Supplied passage: Begin

In the post-truth era, American society has come to devalue intellectualism. Twitter wars and opining about “alternative” facts take precedence. This lack of commitment to reason and knowledge doesn’t merely turn adults into pessimists and skeptics with the attention span of goldfish. It affects students, too, and their ability to reason and discover what is true.
Without a genuine hunger for knowledge, today’s students will struggle to discern actionable information in their preferred fields of study and careers. That is true regardless of a region, state, or family’s politics. The hallmark of education is teaching students to use knowledge and thought to reason their way to conclusions.
But how can educators inspire intellectualism in a time of deep mistrust in public discourse?
Perhaps the top method is to combat boredom in the classroom with engagement. Note the word: engagement. It’s not entertainment. The distinction is critical. Students need to learn, not to be amused. You can have both in the same environment, but entertainment is not and must never be the primary objective.
“We need to get away from thinking that the opposite of ‘bored’ is ‘entertained,'” says said Todd Rose, Ed.M.’01, Ed.D.’07, a lecturer at the Ed School and director of the Mind, Brain, and Education Program at Harvard University. “It’s ‘engaged.’” Successful education is not about pumping cartoons and virtual reality games into the classroom; it’s about finding ways to make curriculum more resonant, personalized, and meaningful for every student.
Engagement as a Precursor
With engagement, a true interest in pursuing knowledge develops. Lea Taylor and Jim Parson note note several forms of engagement in an article published on Arizona State University’s Current Issues in Education.:
While a variety of pedagogical techniques — including blended learning, problem-based learning, and, yes, game-based-learning — may inspire some forms of engagement, not all of them are guaranteed. Fostering intellectualism in students is a by-product of the right conditions. One thing is clear: Engagement, curiosity, and interest are precursors of successful learning.

Supplied passage: End
Supplied records: Begin

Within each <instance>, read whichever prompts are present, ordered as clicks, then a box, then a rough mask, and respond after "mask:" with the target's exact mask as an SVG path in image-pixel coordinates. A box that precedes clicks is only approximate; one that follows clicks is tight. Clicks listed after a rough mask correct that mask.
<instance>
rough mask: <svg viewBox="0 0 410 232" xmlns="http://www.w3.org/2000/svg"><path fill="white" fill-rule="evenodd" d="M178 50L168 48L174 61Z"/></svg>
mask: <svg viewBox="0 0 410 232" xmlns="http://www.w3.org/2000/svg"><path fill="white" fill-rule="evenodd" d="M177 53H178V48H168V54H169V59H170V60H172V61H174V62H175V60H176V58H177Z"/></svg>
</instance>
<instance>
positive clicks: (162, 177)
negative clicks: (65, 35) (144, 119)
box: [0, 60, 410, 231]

Supplied records: End

# Problem to solve
Write the next part of the text on engagement and intellectualism in the classroom, picking up where it stops. The records have no connection to the text.

# Response to this exercise
Engagement Stimulates Learning and Curiosity
And learning is the point. It’s one of the reasons Legends of Learning ties curriculum to its edgames and focuses on shorter games. It’s hard to deliver an engaging experience that survives classroom interruptions. But when students engage in a meaningful experience, no matter how short, their interest in school subjects can grow.
That interest can lead to deeper understanding and application, what Dr. Mike Davis of the Colorado Academy terms “intellectual curiosity.” Students grasp what they know and use it to comprehend new concepts. Fostering curiosity through the exploration of new and unresolved situations, i.e., games, can be a tremendous spark for children, as well one in which both teachers and parents can participate.
“But what about those test scores?” you ask.
Engagement comes to the rescue here, too. The quality of engagement can also improve retention. “If the students are interested and inspired to think about things for prolonged periods, then memory is enhanced,” says Ben Johnson, an administrator. Engagement wins again and provides yet another reason to build blended classrooms that integrate teacher-led activities with engaging exercises and games.
Will an engaged classroom become an intellectual one? Perhaps, perhaps not, but it certainly brings us one step closer towards helping students think and reason for themselves.